- BRIEF -
I would like every record reproduced exactly, with the pictures left out.

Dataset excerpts
++++

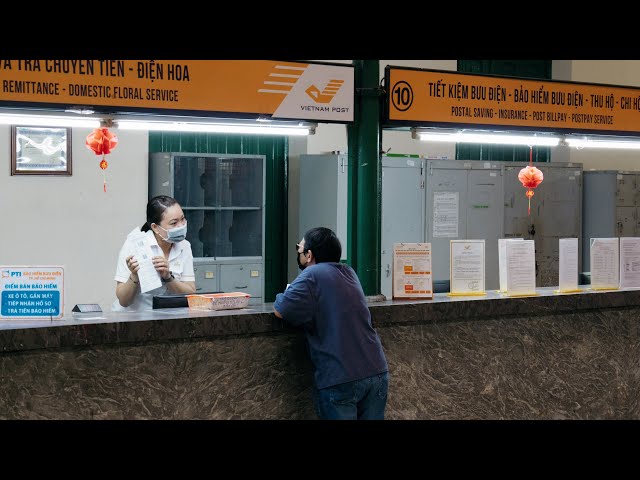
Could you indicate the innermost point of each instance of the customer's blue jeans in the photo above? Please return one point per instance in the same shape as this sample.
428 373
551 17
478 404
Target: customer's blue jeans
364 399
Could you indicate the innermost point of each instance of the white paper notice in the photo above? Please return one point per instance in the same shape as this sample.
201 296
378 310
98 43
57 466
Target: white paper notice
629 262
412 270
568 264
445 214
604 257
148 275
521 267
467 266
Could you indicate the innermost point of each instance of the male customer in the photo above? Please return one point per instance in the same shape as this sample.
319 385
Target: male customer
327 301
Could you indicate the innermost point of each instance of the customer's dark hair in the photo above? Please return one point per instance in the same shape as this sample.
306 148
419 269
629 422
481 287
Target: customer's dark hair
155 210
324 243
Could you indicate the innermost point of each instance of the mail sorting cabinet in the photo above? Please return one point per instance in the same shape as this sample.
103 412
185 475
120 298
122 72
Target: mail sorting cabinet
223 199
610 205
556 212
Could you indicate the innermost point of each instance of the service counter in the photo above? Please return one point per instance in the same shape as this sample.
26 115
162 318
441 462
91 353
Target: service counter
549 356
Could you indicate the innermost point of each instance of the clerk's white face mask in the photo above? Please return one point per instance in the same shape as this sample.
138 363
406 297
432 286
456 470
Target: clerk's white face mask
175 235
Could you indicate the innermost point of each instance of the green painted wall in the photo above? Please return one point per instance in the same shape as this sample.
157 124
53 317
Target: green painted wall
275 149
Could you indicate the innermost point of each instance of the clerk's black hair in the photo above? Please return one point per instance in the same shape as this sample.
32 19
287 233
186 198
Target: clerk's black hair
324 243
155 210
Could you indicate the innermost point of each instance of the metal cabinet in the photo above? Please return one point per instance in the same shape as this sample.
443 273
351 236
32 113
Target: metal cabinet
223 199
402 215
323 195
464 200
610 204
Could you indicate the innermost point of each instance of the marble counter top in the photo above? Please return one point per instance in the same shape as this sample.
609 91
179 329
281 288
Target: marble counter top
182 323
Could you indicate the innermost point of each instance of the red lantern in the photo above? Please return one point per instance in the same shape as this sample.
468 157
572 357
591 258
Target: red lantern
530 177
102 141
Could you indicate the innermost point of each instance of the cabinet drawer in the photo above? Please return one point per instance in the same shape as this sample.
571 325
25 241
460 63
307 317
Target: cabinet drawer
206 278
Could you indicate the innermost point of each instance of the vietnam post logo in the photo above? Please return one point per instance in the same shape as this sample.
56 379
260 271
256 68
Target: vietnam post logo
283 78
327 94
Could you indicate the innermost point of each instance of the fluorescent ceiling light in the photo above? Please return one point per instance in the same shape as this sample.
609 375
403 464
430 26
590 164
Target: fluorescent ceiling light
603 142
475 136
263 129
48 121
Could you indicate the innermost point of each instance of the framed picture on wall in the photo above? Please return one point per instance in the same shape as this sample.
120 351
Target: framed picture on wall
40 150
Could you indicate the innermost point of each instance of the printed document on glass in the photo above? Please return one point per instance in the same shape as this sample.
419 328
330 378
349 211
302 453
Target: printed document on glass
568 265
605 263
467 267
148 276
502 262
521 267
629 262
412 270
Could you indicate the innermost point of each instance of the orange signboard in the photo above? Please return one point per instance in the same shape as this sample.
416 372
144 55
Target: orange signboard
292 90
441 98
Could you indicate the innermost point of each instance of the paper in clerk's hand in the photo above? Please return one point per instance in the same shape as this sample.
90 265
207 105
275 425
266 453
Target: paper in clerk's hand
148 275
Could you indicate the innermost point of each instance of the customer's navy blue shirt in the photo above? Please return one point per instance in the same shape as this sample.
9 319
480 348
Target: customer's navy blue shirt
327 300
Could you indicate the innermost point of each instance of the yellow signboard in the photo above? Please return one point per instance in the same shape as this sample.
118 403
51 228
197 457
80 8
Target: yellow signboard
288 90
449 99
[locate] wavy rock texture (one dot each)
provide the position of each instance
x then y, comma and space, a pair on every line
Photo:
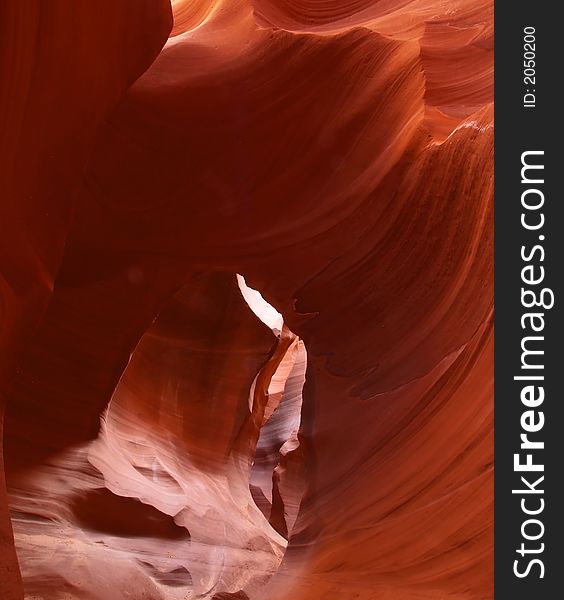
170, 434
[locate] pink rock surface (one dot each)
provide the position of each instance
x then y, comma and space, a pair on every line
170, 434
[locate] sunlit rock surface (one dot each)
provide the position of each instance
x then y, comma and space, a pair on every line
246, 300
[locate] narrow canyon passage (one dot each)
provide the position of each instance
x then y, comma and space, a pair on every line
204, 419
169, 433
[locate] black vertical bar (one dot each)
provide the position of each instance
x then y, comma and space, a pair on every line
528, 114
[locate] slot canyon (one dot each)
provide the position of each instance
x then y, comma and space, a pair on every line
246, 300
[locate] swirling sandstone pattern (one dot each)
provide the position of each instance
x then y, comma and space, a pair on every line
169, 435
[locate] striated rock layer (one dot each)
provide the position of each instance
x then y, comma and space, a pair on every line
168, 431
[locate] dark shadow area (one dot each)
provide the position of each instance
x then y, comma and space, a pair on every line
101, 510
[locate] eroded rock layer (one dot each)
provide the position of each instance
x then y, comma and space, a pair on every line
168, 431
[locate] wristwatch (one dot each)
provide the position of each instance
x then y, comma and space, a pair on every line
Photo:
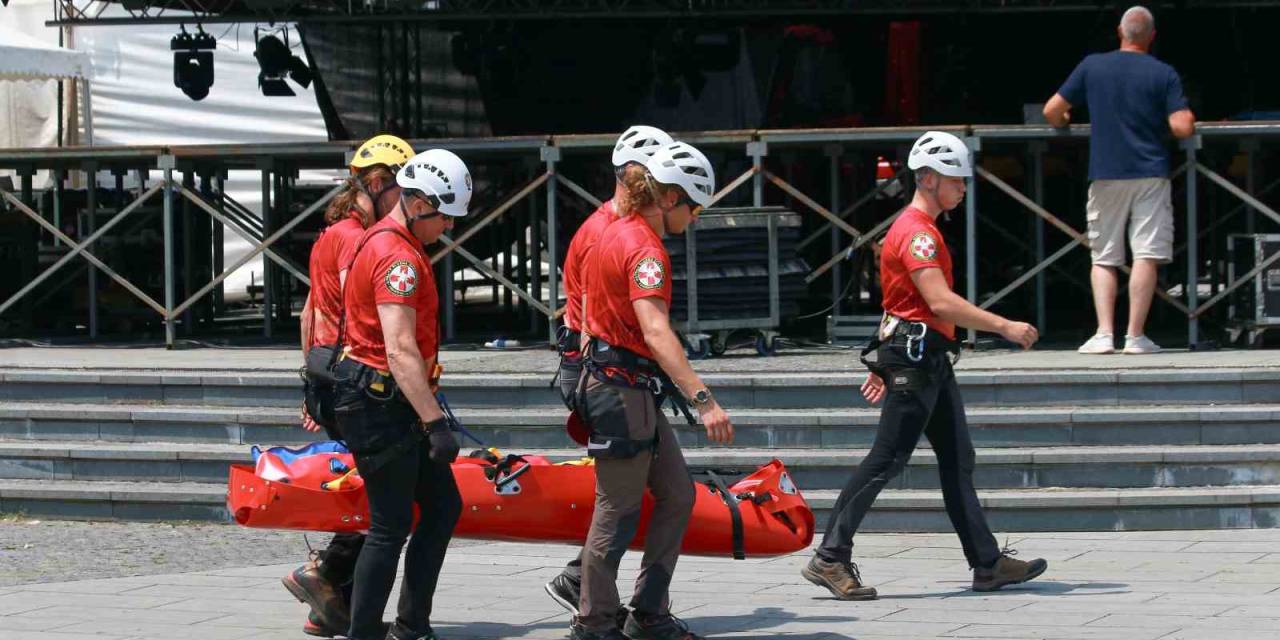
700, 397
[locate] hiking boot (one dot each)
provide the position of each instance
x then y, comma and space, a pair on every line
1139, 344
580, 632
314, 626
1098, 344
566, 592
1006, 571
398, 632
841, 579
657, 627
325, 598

++++

- RESULT OF THE TASK -
Could you indicate the innermost point of each instance of the customer's blue jeans in the photo above? Please return one point per instance in the same shape as this sample.
428 373
551 17
478 404
Target: customer's blue jeans
364 399
Could you indicate the innermost point of each instance of the white paper notice in the photo above? Please return one point per instance in the same shape as this sample.
201 296
378 310
98 43
57 466
Target: white paper notice
629 262
412 270
568 264
445 214
604 257
148 275
521 267
467 266
Could you indicate the innermost point of each instance of the male customer in the photo above? Please return one point per instance in the same shape as this sample.
319 385
Target: male customer
327 301
Could you indicate the innermost point of each instance of the customer's dark hair in the photo above? Please return one point per instance in the same shape as this sample.
306 148
419 269
629 422
481 287
Target: customer's dark hair
155 210
324 243
Could you indicate the innermost point of each instance of the mail sorting cabinet in the photo above? Please return one point per instance in the same shape as this sample.
103 412
185 475
120 298
122 72
Target: mail sorting cabinet
223 199
610 205
556 212
Could you indicate the innermost point of each instance of the service counter in the photo above? Please return one point per instance in the same shape as this sample.
26 115
162 318
441 462
91 353
Target: service counter
549 356
Could you indicate the innermost point of each instance of the clerk's white face mask in the photo above? Please return one point per instance in the same shape as this sample.
138 363
406 297
432 286
456 470
Target: clerk's white face mask
175 235
Could you indicate the innermost point of each instance of the green painted wall in the photo above? Please return one point per instance in the same shape as this sample.
157 124
53 317
Target: green painted wall
275 149
Could you indicate the innermost point of each instance of the clerk's black hair in the photo above? Please return one point per instance in the same shape as this sample.
32 19
287 233
186 198
Target: clerk's black hair
324 243
155 210
Could you indicate the innermost point of each instance of the metal cabinet in the photo above? Please return one point per instance in the same shape as this sample.
443 273
351 236
32 113
Target: metal cabinet
223 199
402 215
323 195
464 200
610 204
Could you indicate the innermost point of each instance of the marble counter top in the photo above? Please return one point per instance in the same shape as this sample.
609 91
179 329
281 288
Target: marble counter top
182 323
Could you indicate the innermost point of each instance of the red lantern in the photo above? Please return one point per instance in the same shape as this sample.
468 157
572 357
591 258
Target: red lantern
530 177
102 141
Could you indicate the innermost point of each instance of the cabinet drawer in the photo above? Please return one point per instance in the same shape as this sample.
571 325
25 241
460 63
307 317
Target: cabinet drawer
206 278
Could you indicate the innermost point of each instance of the vietnam post logo in the photo above? Please return one point per instance in the same shape as this sample.
56 379
260 271
256 68
Target: vietnam post logo
283 78
327 94
Could you indicate the innermost point of each instance of the fluorescent ceiling light in the photo above? Please return one point per instance in the same shape as this sample.
609 375
403 464
430 26
590 164
Target: fluorescent ceiling light
603 142
475 136
263 129
48 121
Could you indicate the innermost point of each instance of the framed picture on wall in the photo above? Please return one point per instance in the same shape as this sample.
120 351
Target: framed picture on wall
40 150
Could you indicate the innermost point of each instance of the printed document on glass in the photo above? Please return one point per instance in the same shape as this sample.
419 328
330 378
349 211
302 453
Target: printed document on glass
568 265
605 263
467 267
148 276
502 262
521 267
629 262
412 270
Could you indicate the innermost point of each instance of the orange signboard in the photo above? Please return one point per instance in the same shape as this sample.
416 372
144 55
Target: orange signboard
292 90
441 98
Could you indicate the innermost point of each instance of the paper in clerk's hand in the photo above? Please return one point per instance in the same shape as this sample.
90 265
207 105
275 425
266 453
Target: paper in clerk's hand
148 275
Could you indicate the innermost point of each instance of the customer's navy blue shirt in the photo above? Please return one point per instance in the same shape as this sample.
9 319
480 348
Target: customer's navy blue shirt
327 300
Could you indicate the innermost point of each instance of the yellow signboard in the photo above? Please return one point per instance in the same shape as this sample.
118 403
51 228
197 457
80 8
Target: yellow signboard
288 90
449 99
[locate] wavy rock texture (one dot each)
provide the position of each instance
x then y, comma and space, a pair on every line
Photo:
170, 434
[locate] pink rock surface (one dot each)
provide the position of each instance
x then y, comma and space, a pair on every line
170, 434
[locate] sunlit rock surface (one dot each)
provide the position of each instance
x then y, comma and space, a pair on every line
246, 300
[locate] narrow canyon passage (one dot each)
provide the position of each instance
x then y, comma and space, a pair on every line
204, 419
169, 433
[locate] black vertical bar (one dot each)
provide the position of each instance
x then y, comma and space, a pair on every line
528, 114
[locate] slot canyon (one dot each)
provide the position of each instance
x then y, comma and space, a pair on every line
246, 300
[locate] swirling sandstone pattern (one dot each)
provide the position of each instance
x then y, comma and space, a pair on every line
169, 435
[locate] striated rock layer (one dot each)
provide the position of each instance
x then y, comma and space, a pair on every line
168, 431
[locate] dark shadow area (one dot each)
provide the position of each instance
x then y, comma and space, a pair on every line
101, 510
[locate] eroded rock layer (one dot each)
provide the position of each instance
x then y, comma and space, a pair on every line
168, 431
[locate] wristwatch (one dot each)
provide the position of each instance
x then y, comma and space, a pair on every line
Photo:
700, 397
[locate] hiking boot (one dot each)
provide the position of each instance
x then y, comma and space, a pair on every line
1139, 344
580, 632
314, 626
1098, 344
566, 592
1006, 571
398, 632
841, 579
657, 627
325, 598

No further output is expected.